TEXT FOR ANALYSIS Block Start

The provision in the REAL ID Act would expand this waiver beyond environmental law to include all laws. It would thus place the D[epartment of] H[omeland] S[ecurity] Secretary above all federal laws, environmental or otherwise...


Well, democracy was nice while it lasted.

Um. Yeah.

2005-02-08

Bad procrastination

You know it's bad when I start clicking around the White House website to procrastinate. Oddly enough, I've discovered that the Office of National AIDS Policy seems not to exist anymore: http://www.whitehouse.gov/onap/

2005-02-07

Personality quiz

Wackiness: 46/100
Rationality: 44/100
Constructiveness: 76/100
Leadership: 52/100

You are a SECF--Sober Emotional Constructive Follower. This makes you a Hippie.

You are passionate about your causes and steadfast in your commitments. Once you've made up your mind, no one can convince you otherwise. Your politics are left-leaning, and your lifestyle choices decidedly temperate and chaste.

You do tremendous work when focused, but usually you operate somewhat distracted. You blow hot and cold, and while you normally endeavor on the side of goodness and truth, you have a massive mean streak which is not to be taken lightly. You don't get mad, you get even.

Please don't get even with this web site.

Of the 91978 people who have taken this quiz since tracking began (8/17/2004), 10.4 % are this type.


I didn't need a quiz to tell me this. Check out the link.

2005-02-06

And in other news...

My mother just phoned to ask if I planned to watch the Super Bowl tonight. Apparently she hasn't been paying attention for the last decade.

Also, my little brother has begun to use the term 'washroom' instead of 'bathroom'. Score one for the subversive Canadian brainwashing.

Anyone from Boston remember that annoying commercial with the 'Faaaaantastic!' guy selling furniture or cars?

TEXT FOR ANALYSIS Block End

DESCRIPTION OF THE TASK: Continue the blog excerpt above from the point where it stops.

PROVIDED DATA Block Start

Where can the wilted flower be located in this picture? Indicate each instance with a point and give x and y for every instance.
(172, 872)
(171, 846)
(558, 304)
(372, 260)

PROVIDED DATA Block End

RESPONSE FOR THIS EXERCISE:
In Omaha on Friday, a divorced single mother named Mary Mornin tells the president, 'I have one child, Robbie, who is mentally challenged, and I have two daughters.'


'Fantastic,' the president exclaims, and he tells her she has 'the hardest job in America, being a single mom.'


Later, the 57-year old Mornin tells Bush that she works three jobs, which the president deems 'uniquely American' and 'fantastic.' He asks her if she gets any sleep.


Aside from the obvious here, I want to know why there isn't more being written about the fact that all of Bush's public appearances are now carefully scripted and ticketed. Only supporters can get tickets. 42 people in Fargo, ND, were blacklisted and refused tickets to Bush's appearance there last week. Coincidentally, they were all members of Democracy for America, the spin-off organisation from Howard Dean's presidential bid.

I (heart) American democracy.

2005-02-04

Huzzah

Tens of thousands of gay and lesbian couples who live in New York City are one step closer to walking down the aisle—with a marriage license in their hands.

Today, a New York trial judge handed down an unprecedented ruling that says the state must grant gay and lesbian couples the right to marriage. The court's decision, stemming from a case filed by Lambda Legal, a national LGBT civil rights organization, on behalf of five plaintiff couples, says that the state's constitution guarantees gay men and lesbians the same basic freedoms available to straight couples.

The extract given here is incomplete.